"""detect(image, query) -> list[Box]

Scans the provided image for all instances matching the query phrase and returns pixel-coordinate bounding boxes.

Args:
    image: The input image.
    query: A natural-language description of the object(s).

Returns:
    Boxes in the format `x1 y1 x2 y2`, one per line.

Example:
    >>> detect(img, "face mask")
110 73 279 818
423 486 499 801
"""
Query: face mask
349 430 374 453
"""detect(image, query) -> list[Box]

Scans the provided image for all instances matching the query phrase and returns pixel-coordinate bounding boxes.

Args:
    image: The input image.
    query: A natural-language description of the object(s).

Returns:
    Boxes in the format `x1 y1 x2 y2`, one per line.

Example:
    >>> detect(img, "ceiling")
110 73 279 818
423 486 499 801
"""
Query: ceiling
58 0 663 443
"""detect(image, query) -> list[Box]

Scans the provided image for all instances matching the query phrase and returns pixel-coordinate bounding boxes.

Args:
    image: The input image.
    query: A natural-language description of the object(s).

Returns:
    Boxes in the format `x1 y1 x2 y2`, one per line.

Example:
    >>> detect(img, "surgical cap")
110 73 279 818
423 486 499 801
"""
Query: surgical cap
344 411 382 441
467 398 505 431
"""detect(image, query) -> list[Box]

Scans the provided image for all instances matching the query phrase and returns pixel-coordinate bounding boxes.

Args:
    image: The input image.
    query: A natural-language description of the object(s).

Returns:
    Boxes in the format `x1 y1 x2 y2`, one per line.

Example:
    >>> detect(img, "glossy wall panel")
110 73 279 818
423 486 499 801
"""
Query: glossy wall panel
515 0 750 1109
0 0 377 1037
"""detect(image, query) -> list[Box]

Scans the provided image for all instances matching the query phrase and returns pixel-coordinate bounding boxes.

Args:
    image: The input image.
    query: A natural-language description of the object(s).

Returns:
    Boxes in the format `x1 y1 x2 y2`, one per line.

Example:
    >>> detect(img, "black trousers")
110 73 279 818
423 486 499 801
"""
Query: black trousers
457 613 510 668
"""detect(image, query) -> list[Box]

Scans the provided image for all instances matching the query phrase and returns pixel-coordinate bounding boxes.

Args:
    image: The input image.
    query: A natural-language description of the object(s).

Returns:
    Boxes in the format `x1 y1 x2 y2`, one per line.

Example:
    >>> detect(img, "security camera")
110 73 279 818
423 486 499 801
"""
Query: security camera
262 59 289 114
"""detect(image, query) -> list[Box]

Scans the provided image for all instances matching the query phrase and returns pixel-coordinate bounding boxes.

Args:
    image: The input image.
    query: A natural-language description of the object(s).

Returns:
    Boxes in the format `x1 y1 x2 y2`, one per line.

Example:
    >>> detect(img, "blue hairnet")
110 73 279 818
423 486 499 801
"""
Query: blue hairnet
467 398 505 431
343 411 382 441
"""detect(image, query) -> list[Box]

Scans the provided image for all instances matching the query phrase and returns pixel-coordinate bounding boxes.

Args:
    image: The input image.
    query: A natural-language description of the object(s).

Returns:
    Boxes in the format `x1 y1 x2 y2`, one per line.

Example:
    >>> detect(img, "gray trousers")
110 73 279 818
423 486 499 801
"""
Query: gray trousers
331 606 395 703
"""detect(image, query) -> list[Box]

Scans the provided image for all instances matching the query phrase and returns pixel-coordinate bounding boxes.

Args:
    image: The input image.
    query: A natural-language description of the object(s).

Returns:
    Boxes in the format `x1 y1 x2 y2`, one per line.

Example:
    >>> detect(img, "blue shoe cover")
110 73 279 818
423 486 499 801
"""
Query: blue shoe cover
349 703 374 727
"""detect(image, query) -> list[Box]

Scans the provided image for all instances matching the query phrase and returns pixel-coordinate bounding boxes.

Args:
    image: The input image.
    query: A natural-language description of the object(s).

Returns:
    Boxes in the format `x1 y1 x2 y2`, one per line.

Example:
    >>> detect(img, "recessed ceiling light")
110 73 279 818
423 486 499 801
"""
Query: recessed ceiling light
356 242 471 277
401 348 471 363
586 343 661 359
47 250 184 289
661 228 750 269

━━━━━━━━

Return the full listing, character for character.

"""detect(image, query) -> list[Box]

Scans the provided image for all instances matching the query phrase and returns pixel-coordinate bounding boxes.

Args:
    image: The input image.
    query: A natural-language description of the object(s).

Returns:
    Boxes in the format `x1 y1 x2 y2`, one per line.

Example:
    >>> detect(img, "face mask")
110 73 279 818
423 486 499 801
"""
Query: face mask
349 430 374 453
"""detect(image, query) -> list[Box]

Scans the provided image for all instances matching the query phrase and returns pixel-coordinate bounding boxes.

Args:
    image: The input image.
    query: A natural-language description of the object(s).

Returns:
    Boxes in the format `x1 y1 x2 y2`, one per line.

Example:
    >>> detect(img, "ceiling")
110 73 279 818
423 486 499 801
"""
Query: ceiling
58 0 663 443
"""detect(image, query) -> list[Box]

Scans the provided image for all instances matching the query phrase and returns pixel-coordinate bounding boxes.

Args:
    image: The input image.
    query: A natural-language description of the object(s).

Returns:
    Boxes in the format `x1 y1 x2 y2`, one per line.

Example:
    >>> detect(img, "surgical cap")
110 73 279 818
423 486 499 801
"""
Query: surgical cap
344 411 382 441
467 398 505 431
"""detect(image, query) -> list[Box]

Scans the provided image for all instances matching the query phrase and returns pixel-coordinate bounding boxes.

Args:
    image: The input image.
    query: A natural-language description of the object(s).

Returns:
    Boxes in the format `x1 y1 x2 y2`, one per line.

Example:
    >>> detect(img, "glossy wall panel")
110 73 279 818
423 486 499 801
"""
Query: glossy wall panel
515 0 750 1109
0 0 377 1037
"""detect(image, query) -> list[Box]

Scans the provided image for all instances matching the query phrase and returns pixel-coordinate bounding boxes.

Args:
    image: The input image.
    query: A natural-language description of the object(s).

Returns:
    Boxes in the format `x1 y1 x2 y2`, one per line.

Example:
    >>> detect(img, "black trousers")
110 73 279 818
423 486 499 801
"""
Query: black trousers
457 613 510 668
"""detect(image, query) -> list[Box]

Scans the provided image for all instances matching the query phrase and returns pixel-coordinate bounding boxes.

Args:
    image: The input image.
    query: A natural-language description of the object(s).

Returns:
    Boxes in the format `x1 y1 x2 y2`, one per line.

Example:
    >>> detect(img, "security camera")
110 73 279 818
423 486 499 801
"""
Query: security camera
262 59 289 114
"""detect(image, query) -> list[Box]

Scans the provided image for all instances matching the query phrase and returns pixel-coordinate bounding boxes.

Args:
    image: The input image.
    query: A natural-language description of the object(s).

Returns:
    Boxes in the format `x1 y1 x2 y2`, one per line.

Example:
    >>> detect(img, "blue hairnet")
110 73 279 818
423 486 499 801
"""
Query: blue hairnet
467 398 505 431
343 411 382 441
"""detect(image, query) -> list[Box]

Scans the provided image for all instances matching the query phrase and returns pixel-coordinate bounding boxes.

Args:
    image: The input image.
    query: A natural-language description of the object(s).

Returns:
    Boxes in the format `x1 y1 x2 y2`, one per line.

Example:
    >>> detect(img, "gray trousers")
110 73 279 818
423 486 499 801
"""
Query: gray trousers
331 606 395 703
"""detect(image, query) -> list[Box]

Scans the provided image for all instances matching the query phrase and returns pixel-coordinate bounding boxes.

Args:
    image: The input image.
    query: A natural-language description of the object(s).

Returns:
    Boxes in the format `x1 y1 x2 y2`, one per line.

Example:
    >>> detect(img, "blue shoe cover")
110 73 279 818
423 486 499 801
"""
Query: blue shoe cover
349 703 374 727
"""detect(image, query) -> list[Box]

Scans the provided image for all instances matching the query phrase and returns pixel-coordinate bounding boxes.

Args:
    image: The input image.
    query: A natural-language description of the object(s).

Returns:
    Boxes in the format `x1 y1 x2 y2`, one per line.

Example:
    >>> detect(img, "recessed ceiling light")
110 73 279 818
423 486 499 801
"""
Query: recessed ceiling light
356 242 471 277
401 348 471 363
586 343 661 359
47 250 184 289
661 228 750 269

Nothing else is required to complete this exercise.